**Set problem**
Rewrite every line of the items below as one numbered list, omitting any blank lines.

---- Items

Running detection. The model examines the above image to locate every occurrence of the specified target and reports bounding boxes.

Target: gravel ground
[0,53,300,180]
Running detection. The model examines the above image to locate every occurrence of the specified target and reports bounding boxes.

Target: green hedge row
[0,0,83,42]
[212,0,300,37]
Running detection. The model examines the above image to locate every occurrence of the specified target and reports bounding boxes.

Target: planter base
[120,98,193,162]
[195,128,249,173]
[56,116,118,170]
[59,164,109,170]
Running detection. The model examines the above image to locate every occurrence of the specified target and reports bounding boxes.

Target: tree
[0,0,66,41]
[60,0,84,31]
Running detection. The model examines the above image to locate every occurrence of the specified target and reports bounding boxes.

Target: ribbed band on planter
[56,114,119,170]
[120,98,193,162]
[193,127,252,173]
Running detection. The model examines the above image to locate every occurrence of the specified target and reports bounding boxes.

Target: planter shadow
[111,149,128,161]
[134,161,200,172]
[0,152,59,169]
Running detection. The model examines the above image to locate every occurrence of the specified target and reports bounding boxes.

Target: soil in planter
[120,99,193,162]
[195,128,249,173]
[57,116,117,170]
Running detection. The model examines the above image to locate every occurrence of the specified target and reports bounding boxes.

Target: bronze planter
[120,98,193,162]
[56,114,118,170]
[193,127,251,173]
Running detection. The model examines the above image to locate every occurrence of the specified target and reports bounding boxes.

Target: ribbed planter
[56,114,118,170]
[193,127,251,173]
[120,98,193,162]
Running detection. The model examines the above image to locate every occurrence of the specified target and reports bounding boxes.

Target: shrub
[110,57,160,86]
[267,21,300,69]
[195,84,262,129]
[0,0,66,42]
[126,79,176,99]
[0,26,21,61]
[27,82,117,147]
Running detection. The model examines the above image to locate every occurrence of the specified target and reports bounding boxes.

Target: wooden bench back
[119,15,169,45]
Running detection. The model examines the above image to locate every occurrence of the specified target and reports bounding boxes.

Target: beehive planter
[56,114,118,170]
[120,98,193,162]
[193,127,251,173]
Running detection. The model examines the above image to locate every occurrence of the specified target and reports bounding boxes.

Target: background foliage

--------

**Output below**
1. Running detection. The model examines the above image to locate every occurrence of the specified target and reports bounding boxes.
2. Target: gravel ground
3. [0,53,300,180]
4. Running detection. The model examines the above image to locate every occurrence of the specified target and reports bounding boxes.
5. Target: green hedge row
6. [0,0,83,42]
7. [212,0,300,37]
8. Running detection. The model examines the above image to locate every occurrence of the specified target and reports bounding boxes.
9. Target: planter base
10. [120,98,193,162]
11. [195,128,249,173]
12. [56,116,118,170]
13. [59,164,109,170]
14. Running detection. The model examines the above image to locate every occurrence of the specified target and reports bounding boxes.
15. Target: tree
16. [0,0,66,41]
17. [60,0,84,31]
18. Running detection. The model examines the above image to locate every occurrence of the specified target and reports bounding boxes.
19. Target: ribbed band on planter
20. [56,114,119,170]
21. [120,98,193,162]
22. [193,127,252,173]
23. Running detection. The model examines the above image to locate every occurrence of the specified target and reports bounding boxes.
24. Target: planter shadow
25. [111,149,128,161]
26. [134,161,200,172]
27. [0,152,59,169]
28. Running detection. The model examines the above image to locate every occurrence of the specified target and reports bounding boxes.
29. Target: soil in planter
30. [120,99,193,162]
31. [195,128,249,173]
32. [57,116,117,170]
33. Running detection. The model examines the above image to locate every occurrence of the specified target and reports bounding boxes.
34. Target: bronze planter
35. [120,98,193,162]
36. [56,114,118,170]
37. [193,127,251,173]
38. Running detection. The model examines the above image to locate every occurrence of the specified target and reports bounding boxes.
39. Target: ribbed planter
40. [56,114,118,170]
41. [193,127,251,173]
42. [120,98,193,162]
43. Running detection. The model examines the above image to locate every occurrence of the specified target and reports bounding boxes.
44. Target: shrub
45. [110,57,160,86]
46. [267,21,300,69]
47. [195,84,262,129]
48. [0,0,66,42]
49. [126,79,176,99]
50. [0,26,21,61]
51. [27,82,117,147]
52. Running detection. The model examines the above image to locate every occurrence of the specified target and reports bounding boxes.
53. Target: wooden bench back
54. [119,15,169,45]
55. Running detection. The model examines the above image to locate every occurrence of the specified target and reports bounding boxes.
56. Target: beehive planter
57. [56,114,118,170]
58. [120,98,193,162]
59. [193,127,251,173]
60. Running detection. The model examines the above image to locate every occurrence of the specified target and reports bounding boxes.
61. Target: background foliage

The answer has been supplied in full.